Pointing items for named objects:
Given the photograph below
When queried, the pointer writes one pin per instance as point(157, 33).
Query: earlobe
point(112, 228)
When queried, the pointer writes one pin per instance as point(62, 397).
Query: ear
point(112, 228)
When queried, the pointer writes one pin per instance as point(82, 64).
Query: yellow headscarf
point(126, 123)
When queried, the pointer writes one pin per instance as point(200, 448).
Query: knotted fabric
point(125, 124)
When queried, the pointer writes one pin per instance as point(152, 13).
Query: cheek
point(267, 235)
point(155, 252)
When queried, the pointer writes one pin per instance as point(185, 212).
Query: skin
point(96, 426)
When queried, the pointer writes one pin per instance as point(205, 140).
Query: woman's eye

(Task details) Copy every item above line for line, without changing a single character.

(Task answer)
Given the photograph below
When queried, the pointer writes one pin per instance as point(157, 33).
Query: earlobe
point(112, 228)
When queried, the pointer writes one pin per instance as point(62, 397).
Query: ear
point(112, 228)
When queried, the pointer writes one pin per instance as point(82, 64).
Query: yellow headscarf
point(126, 123)
When queried, the pointer writes one pin per instance as point(200, 448).
Query: knotted fabric
point(125, 124)
When queried, the pointer writes one pin per instance as point(152, 13).
Query: cheek
point(267, 235)
point(155, 252)
When queried, the pointer writes one pin per instance as point(185, 212).
Query: skin
point(96, 426)
When queried, the pointer writes one pin per instance as point(205, 140).
Query: woman's eye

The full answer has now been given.